The Red Chapel () is a 2009 Danish documentary film directed by Mads Brügger. It chronicles the visit of Brügger and two Danish comedians who were adopted from South Korea, Jacob Nossell  and Simon Jul, to North Korea under the pretense of a small theatre troupe on a cultural exchange. This is also the first time the two comedians have ever visited North Korea. The entire trip is a ruse: the trio are actually trying to get a chance to portray the absurdity of the pantomime life they are forced to lead in the DPRK. The film turns deeply emotional as Jacob Nossell has spastic paralysis and North Korea has been accused of disposing of the disabled. The film won Best Nordic Documentary at Nordisk Panorama 2009 and Best Foreign Documentary at the 2010 Sundance Film Festival where it was included in the Official Selection. It is filmed and edited by René Sascha Johannsen.

The film features roughly the same contents as the 4-part documentary series Det Røde Kapel.

Synopsis
The authorities demand much control over the performance of the theatre troupe, and try to use it for propaganda purposes. The film crew plays along, but among themselves and in the voice-over they are critical of the regime.

..........

- Aim of the exercise
Please repeat the passage on The Red Chapel in full, word for word. The lines after this point come from a different source.

- Recorded information
..........

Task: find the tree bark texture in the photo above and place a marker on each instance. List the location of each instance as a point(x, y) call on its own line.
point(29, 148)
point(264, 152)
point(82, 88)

..........

- Response
The Red Chapel () is a 2009 Danish documentary film directed by Mads Brügger. It chronicles the visit of Brügger and two Danish comedians who were adopted from South Korea, Jacob Nossell  and Simon Jul, to North Korea under the pretense of a small theatre troupe on a cultural exchange. This is also the first time the two comedians have ever visited North Korea. The entire trip is a ruse: the trio are actually trying to get a chance to portray the absurdity of the pantomime life they are forced to lead in the DPRK. The film turns deeply emotional as Jacob Nossell has spastic paralysis and North Korea has been accused of disposing of the disabled. The film won Best Nordic Documentary at Nordisk Panorama 2009 and Best Foreign Documentary at the 2010 Sundance Film Festival where it was included in the Official Selection. It is filmed and edited by René Sascha Johannsen.

The film features roughly the same contents as the 4-part documentary series Det Røde Kapel.

Synopsis
The authorities demand much control over the performance of the theatre troupe, and try to use it for propaganda purposes. The film crew plays along, but among themselves and in the voice-over they are critical of the regime.